■ **About this exercise**
Repeat each entry word for word; the images are not part of the copy.
= = = =
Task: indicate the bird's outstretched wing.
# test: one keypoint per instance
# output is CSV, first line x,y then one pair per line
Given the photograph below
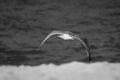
x,y
48,36
66,35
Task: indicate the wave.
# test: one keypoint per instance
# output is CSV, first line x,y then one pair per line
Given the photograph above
x,y
67,71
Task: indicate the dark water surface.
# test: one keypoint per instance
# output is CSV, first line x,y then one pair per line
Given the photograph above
x,y
24,24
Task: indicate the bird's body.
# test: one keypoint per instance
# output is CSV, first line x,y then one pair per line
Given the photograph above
x,y
66,35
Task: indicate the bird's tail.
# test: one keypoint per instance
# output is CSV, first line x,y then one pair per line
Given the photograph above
x,y
88,49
= = = =
■ **Output of the exercise**
Task: indicate the bird's outstretched wing.
# test: one keypoint per instance
# output is CSV, first line x,y then one pair per line
Given the photograph below
x,y
48,36
66,35
Task: indicate the wave.
# test: one keypoint per instance
# output is CSV, first line x,y then one pair per line
Given the photograph above
x,y
67,71
Task: indicate the dark water surface.
# test: one keypoint per instance
# output is CSV, first line x,y then one pair per line
Given the photograph above
x,y
24,24
Task: indicate the bird's body.
# test: one keypoint per instance
# output is CSV, first line x,y then one pair per line
Given the photograph above
x,y
66,35
Task: indicate the bird's tail.
# test: one keypoint per instance
# output is CSV, first line x,y then one pair per line
Given the photograph above
x,y
88,49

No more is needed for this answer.